*Tasks to carry out:*
**a.** Answer these questions about the thread on undefined behavior in C.
(i) Which three commonly criticized behaviors does dzaima say are listed as UB in a C89 draft?
(ii) According to gavinhoward, since about which standard have compiler writers controlled the C standard?
(iii) How does gavinhoward reply when asked which UB is upsetting?
**b.** From the thread on undefined behavior in C, copy the passage starting at "Yes, but that" and ending at "the 00UB worldview.".

The vast majority of UB usually considered problematic has been in the standards...

gavinhoward · on Aug 4, 2024

Yes, but that does not change the fact that compilers writers have control of the standard, have had that control since probably C99, and have introduced new UB along with pushing the 00UB worldview.

dzaima · on Aug 4, 2024

What introduced UB are you thinking of? I'll admit I don't know how much has changed, but the usually-complained-about things (signed overflow, null pointer dereferencing, strict aliasing) are clearly listed as UB in some C89 draft I found.

C23's introduced stdc_trailing_zeros & co don't even UB on 0, even though baseline x86-64's equivalent instructions are literally specified to leave their destination undefined on such!

00UB is something one can argue about, but I can't think of a meaningful way to define UB that doesn't impose significant restrictions on even basic compilers, without precisely defining how UB-result values are allowed to propagate.

e.g. one might expect that 'someFloat == (float)(int8_t)someFloat' give false on an input of 1000, but guaranteeing that takes intentional effort - namely, on hardware whose int↔float conversions only operate on ≥32-bit integers (i.e. everything - x86, ARM, RISC-V), there'd need to be an explicit 8-to-32-bit sign-extend, and the most basic compiler just emitting the two f32→i32 & i32→f32 instructions would fail (but is imo pretty clearly within "ignoring the situation completely with unpredictable results" that the C89 draft contains). Sure it doesn't summon cthulhu, but it'll quite likely break things very badly anyway. (whether it'd be useful to not have UB here in the first place is a separate question)

Even for 'x+100 < x' one can imagine a similar case where the native addition & comparison instructions operate on inputs wider than int; using such for assuming-no-signed-wrap addition always works, but would mean that the comparison wouldn't detect overflow. Though here x86-64, aarch64, and RISC-V all do provide instructions for 32-bit arith, matching their int. This would be a bigger thing if it were possible to have sub-int-sized arith.

pertymcpert · on Aug 4, 2024

Which UB upsets you? Can you be specific so we can revert it?

gavinhoward · on Aug 4, 2024

All of it. But especially anything added after C89 that was not already there implicitly.

Point labeling examples:
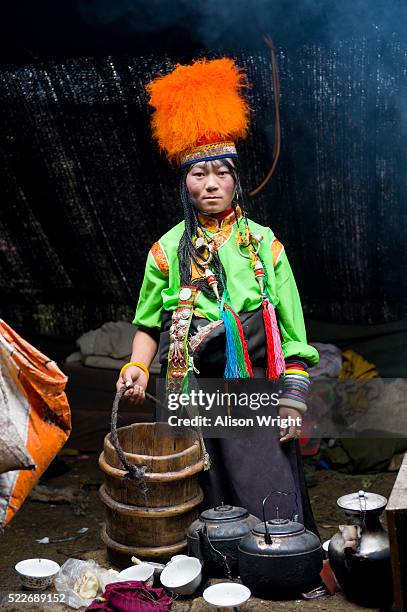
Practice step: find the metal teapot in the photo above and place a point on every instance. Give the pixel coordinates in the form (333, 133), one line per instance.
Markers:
(359, 553)
(215, 535)
(280, 558)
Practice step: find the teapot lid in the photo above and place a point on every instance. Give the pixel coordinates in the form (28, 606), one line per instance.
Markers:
(277, 527)
(224, 512)
(360, 501)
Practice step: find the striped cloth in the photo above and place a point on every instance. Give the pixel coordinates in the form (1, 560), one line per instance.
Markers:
(296, 384)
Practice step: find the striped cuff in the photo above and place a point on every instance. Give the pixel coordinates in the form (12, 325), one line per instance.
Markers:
(296, 384)
(289, 403)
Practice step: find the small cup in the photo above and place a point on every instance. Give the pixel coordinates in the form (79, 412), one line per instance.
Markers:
(37, 573)
(143, 572)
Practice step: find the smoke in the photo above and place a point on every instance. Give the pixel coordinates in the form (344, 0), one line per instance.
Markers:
(240, 24)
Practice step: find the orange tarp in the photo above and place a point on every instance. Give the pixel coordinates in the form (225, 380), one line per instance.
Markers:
(39, 410)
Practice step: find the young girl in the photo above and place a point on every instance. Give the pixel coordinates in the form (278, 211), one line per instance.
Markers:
(219, 279)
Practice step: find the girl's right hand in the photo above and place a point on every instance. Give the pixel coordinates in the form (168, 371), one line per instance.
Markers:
(136, 382)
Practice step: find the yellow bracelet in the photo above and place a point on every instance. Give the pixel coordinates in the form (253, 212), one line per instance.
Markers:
(292, 371)
(139, 365)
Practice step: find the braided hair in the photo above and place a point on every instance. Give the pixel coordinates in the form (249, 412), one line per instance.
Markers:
(187, 251)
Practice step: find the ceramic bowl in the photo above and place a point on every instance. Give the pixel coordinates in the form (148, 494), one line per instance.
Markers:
(143, 571)
(182, 576)
(226, 594)
(178, 557)
(158, 567)
(37, 573)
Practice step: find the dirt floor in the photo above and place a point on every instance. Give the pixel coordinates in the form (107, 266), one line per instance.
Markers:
(37, 520)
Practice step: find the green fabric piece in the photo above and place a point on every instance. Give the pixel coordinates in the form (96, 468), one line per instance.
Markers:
(160, 291)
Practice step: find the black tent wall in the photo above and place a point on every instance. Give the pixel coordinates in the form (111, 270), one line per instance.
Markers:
(85, 192)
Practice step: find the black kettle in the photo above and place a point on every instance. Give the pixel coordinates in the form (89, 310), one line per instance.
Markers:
(280, 559)
(215, 535)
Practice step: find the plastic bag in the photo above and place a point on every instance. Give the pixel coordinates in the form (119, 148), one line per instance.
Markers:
(76, 573)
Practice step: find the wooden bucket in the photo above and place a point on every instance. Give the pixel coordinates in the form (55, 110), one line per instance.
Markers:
(156, 530)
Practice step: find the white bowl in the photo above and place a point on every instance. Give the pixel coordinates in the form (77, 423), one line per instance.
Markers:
(226, 594)
(182, 576)
(37, 573)
(178, 557)
(143, 572)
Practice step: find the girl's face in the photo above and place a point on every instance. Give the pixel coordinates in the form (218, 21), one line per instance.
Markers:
(211, 186)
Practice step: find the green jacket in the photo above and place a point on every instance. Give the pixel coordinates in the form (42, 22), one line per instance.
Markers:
(161, 283)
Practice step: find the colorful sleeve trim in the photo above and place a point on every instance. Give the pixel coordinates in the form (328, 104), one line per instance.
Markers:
(277, 249)
(160, 258)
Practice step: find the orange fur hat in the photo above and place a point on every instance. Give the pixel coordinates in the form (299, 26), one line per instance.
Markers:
(199, 110)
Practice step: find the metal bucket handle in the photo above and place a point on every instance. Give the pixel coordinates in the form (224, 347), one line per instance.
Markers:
(134, 472)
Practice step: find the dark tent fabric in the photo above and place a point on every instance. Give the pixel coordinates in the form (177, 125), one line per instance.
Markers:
(85, 192)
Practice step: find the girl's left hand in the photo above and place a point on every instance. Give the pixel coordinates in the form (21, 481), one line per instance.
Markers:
(293, 431)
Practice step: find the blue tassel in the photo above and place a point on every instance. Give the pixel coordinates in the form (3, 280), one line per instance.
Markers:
(232, 366)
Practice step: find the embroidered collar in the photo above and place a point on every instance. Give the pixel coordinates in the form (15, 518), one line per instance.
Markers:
(212, 224)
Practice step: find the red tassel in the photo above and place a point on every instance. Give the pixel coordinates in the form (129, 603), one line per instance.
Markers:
(271, 369)
(275, 359)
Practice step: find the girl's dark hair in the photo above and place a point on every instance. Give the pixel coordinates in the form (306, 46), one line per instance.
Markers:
(186, 248)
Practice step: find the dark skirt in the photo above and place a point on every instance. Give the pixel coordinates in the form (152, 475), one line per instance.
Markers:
(244, 470)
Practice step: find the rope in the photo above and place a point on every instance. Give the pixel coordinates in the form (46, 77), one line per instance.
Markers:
(134, 472)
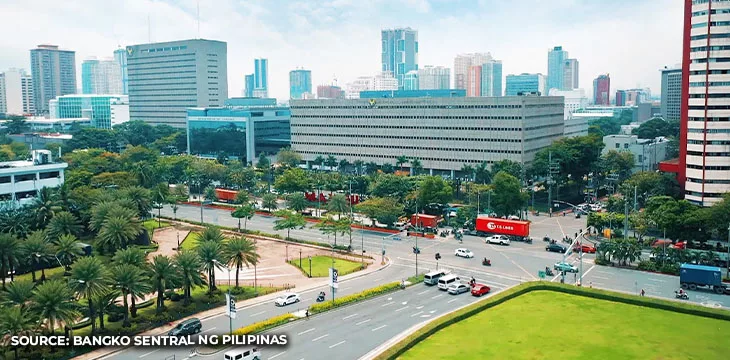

*Responses in order:*
**a.**
(i) Signed overflow, null pointer dereferencing, and strict aliasing.
(ii) Probably since C99.
(iii) All of it, especially anything added after C89 that was not already there implicitly.

**b.**
Yes, but that does not change the fact that compilers writers have control of the standard, have had that control since probably C99, and have introduced new UB along with pushing the 00UB worldview.